[Position identification records]
----

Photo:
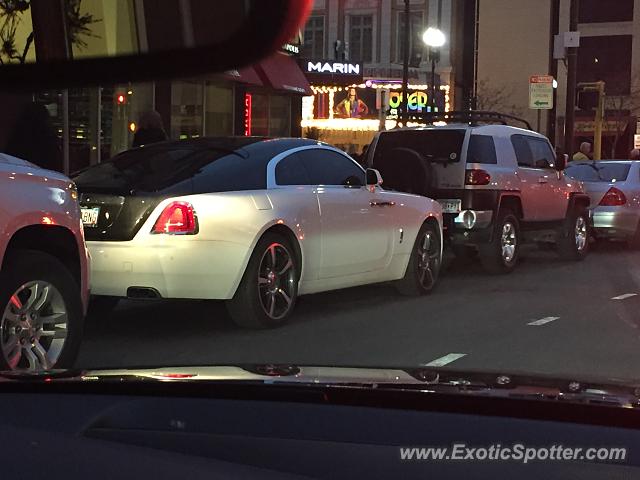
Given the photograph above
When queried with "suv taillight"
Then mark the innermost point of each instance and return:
(613, 198)
(477, 177)
(178, 218)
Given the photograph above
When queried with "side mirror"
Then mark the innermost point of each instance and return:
(373, 177)
(561, 162)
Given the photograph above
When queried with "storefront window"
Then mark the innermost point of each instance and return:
(279, 116)
(218, 110)
(259, 114)
(186, 110)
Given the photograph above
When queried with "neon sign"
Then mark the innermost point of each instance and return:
(247, 114)
(417, 100)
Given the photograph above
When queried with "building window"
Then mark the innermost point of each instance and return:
(186, 110)
(606, 58)
(314, 37)
(270, 115)
(599, 11)
(218, 118)
(361, 38)
(415, 35)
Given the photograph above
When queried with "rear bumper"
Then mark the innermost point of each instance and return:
(176, 267)
(614, 222)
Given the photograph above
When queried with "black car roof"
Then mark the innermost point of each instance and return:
(260, 145)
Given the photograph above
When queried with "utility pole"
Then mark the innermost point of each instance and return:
(405, 65)
(553, 69)
(572, 68)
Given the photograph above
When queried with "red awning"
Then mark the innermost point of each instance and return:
(283, 73)
(244, 75)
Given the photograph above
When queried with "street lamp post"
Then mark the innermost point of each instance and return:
(434, 39)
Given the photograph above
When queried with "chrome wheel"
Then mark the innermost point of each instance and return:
(428, 253)
(508, 242)
(33, 330)
(581, 233)
(276, 281)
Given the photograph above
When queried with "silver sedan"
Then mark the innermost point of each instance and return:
(614, 189)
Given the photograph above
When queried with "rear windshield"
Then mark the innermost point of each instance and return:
(433, 145)
(173, 171)
(599, 172)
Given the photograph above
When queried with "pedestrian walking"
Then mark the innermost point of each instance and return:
(584, 153)
(150, 129)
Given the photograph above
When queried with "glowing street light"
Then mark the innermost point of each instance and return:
(435, 39)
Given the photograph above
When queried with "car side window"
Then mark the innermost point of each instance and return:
(482, 149)
(524, 155)
(291, 171)
(326, 167)
(542, 153)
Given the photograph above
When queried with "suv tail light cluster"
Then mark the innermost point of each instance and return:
(178, 218)
(477, 177)
(613, 198)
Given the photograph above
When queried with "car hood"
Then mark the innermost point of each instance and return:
(602, 391)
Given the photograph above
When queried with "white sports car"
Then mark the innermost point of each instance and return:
(253, 221)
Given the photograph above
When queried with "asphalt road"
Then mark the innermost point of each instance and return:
(549, 316)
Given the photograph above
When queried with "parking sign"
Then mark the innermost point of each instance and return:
(541, 92)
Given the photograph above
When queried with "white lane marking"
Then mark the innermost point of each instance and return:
(624, 297)
(442, 361)
(543, 321)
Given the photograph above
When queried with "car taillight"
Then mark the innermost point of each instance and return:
(613, 198)
(178, 218)
(477, 177)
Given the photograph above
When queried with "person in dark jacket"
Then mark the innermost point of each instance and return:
(33, 138)
(150, 129)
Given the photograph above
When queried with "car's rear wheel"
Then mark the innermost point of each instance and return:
(424, 264)
(573, 239)
(41, 307)
(268, 290)
(501, 254)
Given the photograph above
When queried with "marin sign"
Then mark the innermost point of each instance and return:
(331, 72)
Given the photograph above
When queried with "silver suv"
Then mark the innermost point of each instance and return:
(499, 187)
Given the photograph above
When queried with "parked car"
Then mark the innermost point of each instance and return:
(253, 221)
(614, 188)
(499, 186)
(44, 273)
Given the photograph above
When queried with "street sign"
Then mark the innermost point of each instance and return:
(541, 92)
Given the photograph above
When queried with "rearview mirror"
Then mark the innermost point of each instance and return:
(561, 162)
(373, 177)
(58, 44)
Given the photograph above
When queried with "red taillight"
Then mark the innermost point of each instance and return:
(613, 198)
(477, 177)
(177, 218)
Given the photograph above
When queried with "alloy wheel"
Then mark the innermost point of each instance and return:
(276, 281)
(33, 329)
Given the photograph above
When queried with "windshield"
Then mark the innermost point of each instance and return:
(605, 172)
(223, 216)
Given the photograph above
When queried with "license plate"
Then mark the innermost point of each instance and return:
(90, 216)
(450, 206)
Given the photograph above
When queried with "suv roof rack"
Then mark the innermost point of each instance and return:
(474, 117)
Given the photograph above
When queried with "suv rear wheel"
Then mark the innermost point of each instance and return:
(41, 313)
(501, 254)
(573, 239)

----

> TASK DIRECTIONS: Tally the lines in the records above that contain the string "side", and give only the number.

> TASK RESPONSE: 2